• **Text segment**
================

Now - That's telling it like it is.

Most of the more "Mature LEO's" are good guys and
I'm glad we have them to "protect and serve", some
of the younger ones do have an attitude problem - major!
Usually, when I see one with a buzz cut or mouse in their
hair they think they own the world because the have that badge on. 
A lot - to the point where I can say "most"
of the younger ones around here are real pricks.

Spend WAY to much time on "safer operations" rather
than going after the gangs and drug dealers that they know are
 armed to the teeth and don't have anything to lose. 
Makes me wonder if they are afraid of the "real"
bad guy's.

I think to attract quality personnel - they need to get PAID a lot more
 for the dangerous job they do. Some serve as a
"calling" and would probably do it for the love of the job.
I do believe that more $$MONEY$$ would get more of the
kind of people we really need. Take a look at private security - high profile type. 
They get paid and they don't
mess around. That's what we need and to concentrate on
felonies - not the minor infractions.

Before I start getting jumped on note that I said "some" and "most" - 
I do not believe for one second that they are all bad.

Thanks, very much - "Good Guy's" ! 
Barney Fife's - GO POUND SAND!


----------



## EnglishRedNeck (Jun 16, 2008)

================

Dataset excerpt
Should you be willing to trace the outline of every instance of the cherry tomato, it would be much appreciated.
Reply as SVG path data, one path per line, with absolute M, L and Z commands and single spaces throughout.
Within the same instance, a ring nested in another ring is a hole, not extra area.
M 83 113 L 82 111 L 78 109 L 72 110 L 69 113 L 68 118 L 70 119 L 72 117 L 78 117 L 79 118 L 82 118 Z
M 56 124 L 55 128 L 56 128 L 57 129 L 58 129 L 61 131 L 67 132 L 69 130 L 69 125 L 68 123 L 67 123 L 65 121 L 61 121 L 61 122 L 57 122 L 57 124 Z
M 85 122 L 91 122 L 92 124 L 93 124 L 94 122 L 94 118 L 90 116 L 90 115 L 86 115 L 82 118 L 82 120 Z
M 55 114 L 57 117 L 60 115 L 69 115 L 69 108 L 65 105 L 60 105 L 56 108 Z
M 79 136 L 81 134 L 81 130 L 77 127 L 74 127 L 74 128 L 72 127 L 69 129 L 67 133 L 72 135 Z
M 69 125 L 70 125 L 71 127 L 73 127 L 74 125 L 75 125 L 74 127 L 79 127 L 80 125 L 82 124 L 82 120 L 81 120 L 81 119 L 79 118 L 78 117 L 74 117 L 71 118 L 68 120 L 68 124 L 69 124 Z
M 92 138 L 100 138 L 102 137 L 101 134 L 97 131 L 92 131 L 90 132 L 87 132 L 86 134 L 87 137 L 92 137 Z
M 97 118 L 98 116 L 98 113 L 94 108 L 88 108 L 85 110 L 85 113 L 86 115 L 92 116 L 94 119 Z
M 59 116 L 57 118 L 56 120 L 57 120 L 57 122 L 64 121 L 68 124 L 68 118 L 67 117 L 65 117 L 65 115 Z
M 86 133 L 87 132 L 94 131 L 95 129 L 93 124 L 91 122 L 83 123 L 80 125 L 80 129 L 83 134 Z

================

• **Direction A**
In the forum thread about police officers, what does the first poster say officers should concentrate on instead of minor infractions?
• **Direction B**
Continue the forum thread about police officers from its last line onward.

• **Answer A**
Felonies.

• **Answer B**
jettman96 said:


> he could have been doing something much better with his time than harrassing you



I disagree with this. I think keeping drunk drivers off the road is invaluable. A warning is no big deal and doesn't cost you anything. He cut you a break. He could have written a ticket-Let it go.


----------



## contender* (Jun 16, 2008)

OCGA 40-6-391 (c) (1). The maximum punishment for failure to maintain lane is a fine up to $1,000 or confinement not to exceed 12 months, or both.

BETWEEN the lines is YOUR lane..... If the lines meant nothing there would be no need for the lines.
YOU ARE LUCKY, failure to maintain IS a legitimate charge.
The burden of proof would be on you. Be happy you got a meaningless warning.


----------



## BROWNING7WSM (Jun 18, 2008)

Twenty five ought six said:


> There are no telling how many cops have gone to court and used "weaving within a lane" as the excuse to pull someone over.  Not crossing or touching the line, but just "weaving within the lane".
> 
> Try to find in any law book where you are not entitled to use the full lane you are in.
> 
> It's not against the law, but every judge in this state allows it for probable cause to make a traffic stop.



Only thing needed to pull you over is reasonable articulable suspicion ,  not just probable cause..  Only probable cause is needed for an arrest.  You are correct that weaving inside your lane of travel is not a 40 code and you cannot be cited for that.  But constant weaving (drifting) is enough grounds to pull you over to see if you are impaired.


----------



## 7MAGMIKE (Jun 18, 2008)

The only thing I question is WHAT IS A FOG LINE?  In 36 years of driving I never heard that term.  Getting a warning is no big deal and I support their diligence in trying to control as many drunks as possible.


----------



## BROWNING7WSM (Jun 18, 2008)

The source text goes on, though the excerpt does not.